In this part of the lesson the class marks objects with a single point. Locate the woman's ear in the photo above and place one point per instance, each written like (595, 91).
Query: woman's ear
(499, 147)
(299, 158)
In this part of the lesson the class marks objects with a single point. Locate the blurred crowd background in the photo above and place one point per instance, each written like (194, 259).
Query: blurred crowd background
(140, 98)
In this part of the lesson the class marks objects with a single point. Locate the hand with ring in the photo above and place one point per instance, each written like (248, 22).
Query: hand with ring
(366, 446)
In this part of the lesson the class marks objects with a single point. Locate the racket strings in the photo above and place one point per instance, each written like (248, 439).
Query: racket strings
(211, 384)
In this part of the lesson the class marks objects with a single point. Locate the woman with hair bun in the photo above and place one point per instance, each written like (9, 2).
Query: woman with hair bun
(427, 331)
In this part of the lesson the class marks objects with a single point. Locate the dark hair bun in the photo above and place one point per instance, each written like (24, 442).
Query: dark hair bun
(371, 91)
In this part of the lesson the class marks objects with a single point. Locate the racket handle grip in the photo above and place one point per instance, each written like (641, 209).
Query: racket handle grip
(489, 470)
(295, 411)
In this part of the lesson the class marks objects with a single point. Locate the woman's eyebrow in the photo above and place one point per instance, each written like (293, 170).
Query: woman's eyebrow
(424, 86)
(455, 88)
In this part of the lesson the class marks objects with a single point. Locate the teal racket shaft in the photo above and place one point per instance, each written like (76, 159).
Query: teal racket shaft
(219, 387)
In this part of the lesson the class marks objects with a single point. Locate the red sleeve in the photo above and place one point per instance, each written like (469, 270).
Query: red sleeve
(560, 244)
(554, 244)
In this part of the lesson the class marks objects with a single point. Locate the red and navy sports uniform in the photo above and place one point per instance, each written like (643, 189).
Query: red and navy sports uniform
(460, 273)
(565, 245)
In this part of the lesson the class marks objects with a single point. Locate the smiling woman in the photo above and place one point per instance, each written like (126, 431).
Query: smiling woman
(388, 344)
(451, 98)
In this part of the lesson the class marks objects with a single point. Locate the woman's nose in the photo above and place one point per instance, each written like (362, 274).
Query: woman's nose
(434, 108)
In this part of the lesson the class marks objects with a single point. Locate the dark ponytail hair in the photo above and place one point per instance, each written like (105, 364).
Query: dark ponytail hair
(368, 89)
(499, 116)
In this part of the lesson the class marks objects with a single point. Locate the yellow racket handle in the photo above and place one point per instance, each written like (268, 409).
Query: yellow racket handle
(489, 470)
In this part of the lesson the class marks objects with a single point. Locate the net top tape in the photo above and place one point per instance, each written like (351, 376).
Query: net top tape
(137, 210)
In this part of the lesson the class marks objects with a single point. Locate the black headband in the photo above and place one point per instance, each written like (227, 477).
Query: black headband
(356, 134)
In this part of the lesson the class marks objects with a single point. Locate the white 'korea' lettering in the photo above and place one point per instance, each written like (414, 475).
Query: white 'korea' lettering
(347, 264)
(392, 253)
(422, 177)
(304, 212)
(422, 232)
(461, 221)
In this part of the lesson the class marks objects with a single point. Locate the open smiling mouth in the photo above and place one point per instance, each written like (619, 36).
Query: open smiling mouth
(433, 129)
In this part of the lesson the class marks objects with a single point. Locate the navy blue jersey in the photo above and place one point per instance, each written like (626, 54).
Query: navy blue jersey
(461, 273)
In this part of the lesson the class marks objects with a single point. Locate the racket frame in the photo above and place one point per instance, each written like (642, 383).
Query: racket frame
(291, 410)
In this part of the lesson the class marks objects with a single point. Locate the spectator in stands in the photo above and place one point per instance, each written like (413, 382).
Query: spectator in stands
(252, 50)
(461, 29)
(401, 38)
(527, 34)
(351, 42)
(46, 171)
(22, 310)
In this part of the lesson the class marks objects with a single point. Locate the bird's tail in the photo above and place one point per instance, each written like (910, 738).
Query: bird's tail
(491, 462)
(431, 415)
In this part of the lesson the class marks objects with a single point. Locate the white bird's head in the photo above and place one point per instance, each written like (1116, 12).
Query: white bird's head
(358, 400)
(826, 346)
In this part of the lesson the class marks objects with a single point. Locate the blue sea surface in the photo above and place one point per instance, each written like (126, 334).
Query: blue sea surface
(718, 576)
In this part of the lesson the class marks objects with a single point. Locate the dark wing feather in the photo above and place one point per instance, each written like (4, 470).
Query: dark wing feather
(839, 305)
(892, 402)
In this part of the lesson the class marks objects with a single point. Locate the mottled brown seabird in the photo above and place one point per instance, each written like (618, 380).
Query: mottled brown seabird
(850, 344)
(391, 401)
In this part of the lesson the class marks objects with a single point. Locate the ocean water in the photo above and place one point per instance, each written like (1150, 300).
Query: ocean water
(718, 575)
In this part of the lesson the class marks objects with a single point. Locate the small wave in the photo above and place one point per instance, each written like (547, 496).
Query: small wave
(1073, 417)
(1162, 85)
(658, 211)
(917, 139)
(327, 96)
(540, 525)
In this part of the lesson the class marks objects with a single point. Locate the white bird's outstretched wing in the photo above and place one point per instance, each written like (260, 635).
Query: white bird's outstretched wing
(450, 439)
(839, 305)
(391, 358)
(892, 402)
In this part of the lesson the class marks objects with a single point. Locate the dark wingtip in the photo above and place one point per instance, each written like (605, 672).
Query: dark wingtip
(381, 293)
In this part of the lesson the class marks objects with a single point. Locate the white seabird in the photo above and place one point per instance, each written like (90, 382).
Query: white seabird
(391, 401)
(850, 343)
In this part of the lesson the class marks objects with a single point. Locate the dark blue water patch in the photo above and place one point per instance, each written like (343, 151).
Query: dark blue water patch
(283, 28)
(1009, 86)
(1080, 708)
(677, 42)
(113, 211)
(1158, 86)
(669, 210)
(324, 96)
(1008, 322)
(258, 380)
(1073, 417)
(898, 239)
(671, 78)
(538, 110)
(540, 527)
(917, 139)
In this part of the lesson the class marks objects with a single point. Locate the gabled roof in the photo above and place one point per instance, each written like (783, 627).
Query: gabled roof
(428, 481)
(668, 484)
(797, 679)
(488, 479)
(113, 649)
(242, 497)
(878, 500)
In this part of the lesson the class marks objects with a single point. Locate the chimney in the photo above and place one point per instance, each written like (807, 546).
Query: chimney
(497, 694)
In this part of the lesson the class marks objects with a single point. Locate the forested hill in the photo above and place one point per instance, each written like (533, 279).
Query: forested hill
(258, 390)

□ □ □ □

▸ **Work item**:
Every entry is to be repeated exactly as it stands.

▸ **Output of the exercise**:
In this part of the lesson the class marks objects with a single point. Locate the woman's ear in the photo above and place one point per instance, each written like (595, 91).
Query: woman's ear
(499, 147)
(299, 158)
In this part of the lesson the class marks objects with a single point. Locate the blurred crowd background in the photo above and place one point per instance, each written like (194, 259).
Query: blurred crowd background
(140, 98)
In this part of the lesson the class marks objects with a single point. Locate the hand with ring in the photo above and place one point per instance, each written like (248, 22).
Query: hand with ring
(366, 446)
In this part of the lesson the class marks objects with a single point. Locate the racket strings in the photo above and place one point per instance, each written like (248, 439).
Query: racket strings
(211, 384)
In this part of the lesson the class marks objects with a single point. Locate the woman with hair bun in the photo above and place one point per instance, each written like (9, 2).
Query: woman with hair bun
(427, 331)
In this part of the lesson the class marks objects with a single point. Locate the dark hair bun in the photo above and place one point per instance, each written like (24, 442).
Query: dark hair bun
(371, 91)
In this part of the lesson the class marks objects with a single point. Locate the racket handle grip in the photo above and place one point per instance, each written like (641, 209).
Query: racket handle grip
(489, 470)
(295, 411)
In this part of the lesson the class marks objects with a single point. Locate the woman's eyebrow in the photo above and place one point per instance, each written like (293, 170).
Query: woman's eyebrow
(424, 86)
(455, 88)
In this part of the lesson the class marks objects with a single point. Locate the teal racket shaft in the photo above and place one point per instance, each written like (76, 159).
Query: teal racket shaft
(219, 387)
In this part of the lesson the class marks objects with a single point. Locate the red sleeve in the photo above and place one point per instance, each written like (469, 270).
Query: red sleeve
(560, 244)
(554, 244)
In this part of the lesson the class marks objects with a single point. Locate the red and navy sports uniform in the photo above and place one point per instance, each written like (643, 189).
Query: red and navy sports uniform
(460, 273)
(565, 245)
In this part of the lesson the class marks objects with a single point. Locate the smiling woman in the photo above and place one point per instance, each written like (126, 431).
Query: smiling woman
(388, 344)
(451, 98)
In this part of the lesson the class marks objects with a single point. Locate the woman's nose in the photo above and place one point per instance, each written like (362, 274).
Query: woman's nose
(434, 108)
In this part of the lesson the class marks objects with a single point. Locate the dark ponytail hair in the photo above and place one point per instance, each written like (105, 364).
Query: dark ponytail hair
(368, 89)
(499, 116)
In this part of the lesson the class marks objects with a single point. Locate the yellow racket handle in the photo above and place one point per instance, each written like (268, 409).
Query: yellow racket handle
(489, 470)
In this part of the lesson the class marks objects with a single point. Locate the net top tape in the photo above and place one point per instance, each written like (351, 376).
Query: net top tape
(137, 210)
In this part of the lesson the class marks objects with a single point. Locate the black headband in the photo above and place one point per instance, each written like (227, 477).
Query: black headband
(356, 134)
In this part of the lesson the class marks objects with a single point. Locate the white 'korea' lettering in the photo above and place one point per instance, each written like (414, 475).
Query: white 'korea' lettering
(347, 264)
(392, 253)
(422, 177)
(304, 212)
(422, 232)
(461, 221)
In this part of the lesson the class marks objects with a single point. Locate the open smiling mouth in the photo above and place one point per instance, each written like (619, 36).
Query: open smiling mouth
(433, 129)
In this part of the lesson the class marks objects with a single point. Locate the navy blue jersey in the photo above and place one point per instance, each written like (626, 54).
Query: navy blue jersey
(461, 273)
In this part of the lesson the class marks objects with a single point. Locate the racket frame in the photo above and place one point per instance, each written like (642, 383).
Query: racket frame
(291, 410)
In this part of the lesson the class marks objects with a single point. Locate the spectator in stands in the photo above and place one point per instance, each written like (413, 382).
Query: spectator in stands
(252, 50)
(461, 29)
(401, 38)
(527, 34)
(351, 42)
(46, 171)
(22, 310)
In this part of the lesson the class marks objects with a single point. Locate the bird's tail in the photo above and place one point per instance, each written like (910, 738).
Query: bird's tail
(491, 462)
(431, 415)
In this part of the lesson the class marks objects with a single point. Locate the white bird's head in the photo above and place one point per instance, each written like (1116, 12).
Query: white bird's head
(358, 400)
(826, 346)
In this part of the lesson the class marks objects with a single point. Locate the blue sea surface in the photo above and place one point per instance, each written like (126, 334).
Query: blue sea surface
(718, 576)
In this part of the lesson the class marks objects with a single point. Locate the dark wing feather in the photo above and place one point per instance, each written like (4, 470).
Query: dark wing feather
(839, 305)
(892, 402)
In this part of the lesson the class marks objects with a single point. Locate the mottled brown seabird in the photo above and place one point per instance, each written like (618, 380).
Query: mottled brown seabird
(850, 344)
(391, 401)
In this part of the lesson the class marks objects with a single point. Locate the ocean water in the photo above and place one point per instance, each written like (1150, 300).
Query: ocean water
(718, 575)
In this part of the lesson the class marks objects with a single point. Locate the small wave in the photo above and place one point per instance, each written like (547, 496).
Query: small wave
(1073, 417)
(1162, 85)
(658, 211)
(917, 139)
(327, 96)
(540, 525)
In this part of the lesson the class marks objects with a single point. Locate the white bird's outstretched wing in the photo above and place one point per instance, each written like (260, 635).
Query: white bird's outstretched wing
(450, 439)
(839, 305)
(391, 358)
(892, 402)
In this part of the lesson the class marks objects with a single point. Locate the dark wingtip in the photo above and place one point per instance, each written like (605, 672).
Query: dark wingtip
(381, 293)
In this part of the lesson the class marks objects with a single point. Locate the white seabird in the photo above and place one point per instance, each written like (90, 382).
Query: white seabird
(391, 401)
(850, 343)
In this part of the lesson the class marks objects with a single point. Locate the dark blue water patch in the photo above and place one point per instance, each written like (343, 151).
Query: dark blue water patch
(283, 28)
(1009, 86)
(1080, 708)
(677, 42)
(113, 211)
(1158, 86)
(669, 210)
(324, 96)
(1008, 322)
(258, 380)
(1073, 417)
(898, 239)
(671, 78)
(538, 110)
(540, 527)
(917, 139)
In this part of the lesson the class marks objects with a single point. Locate the gabled roof in the photo above and place one point per instance, each written like (783, 627).
Query: gabled roof
(428, 481)
(668, 484)
(797, 679)
(488, 479)
(113, 649)
(242, 497)
(878, 500)
In this part of the lesson the class marks objects with a single point. Locate the chimney in the photo above and place one point per instance, each written like (807, 546).
Query: chimney
(497, 694)
In this part of the lesson the class marks objects with a single point. Locate the forested hill in the photo above and place one point per instance, each written like (533, 279).
Query: forested hill
(258, 390)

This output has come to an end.